- [Instructions for the task] The entries that follow need to be retyped verbatim.

Saved entries:
= = = =

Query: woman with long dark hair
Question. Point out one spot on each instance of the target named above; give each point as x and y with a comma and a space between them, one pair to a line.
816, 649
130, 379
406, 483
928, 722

= = = =

- [Solution]
Query: woman with long dark hair
Question. Point out one spot on each instance of the target named above; give each point as x and y with a comma and a space between them, one pair to a line.
816, 649
130, 379
406, 483
928, 722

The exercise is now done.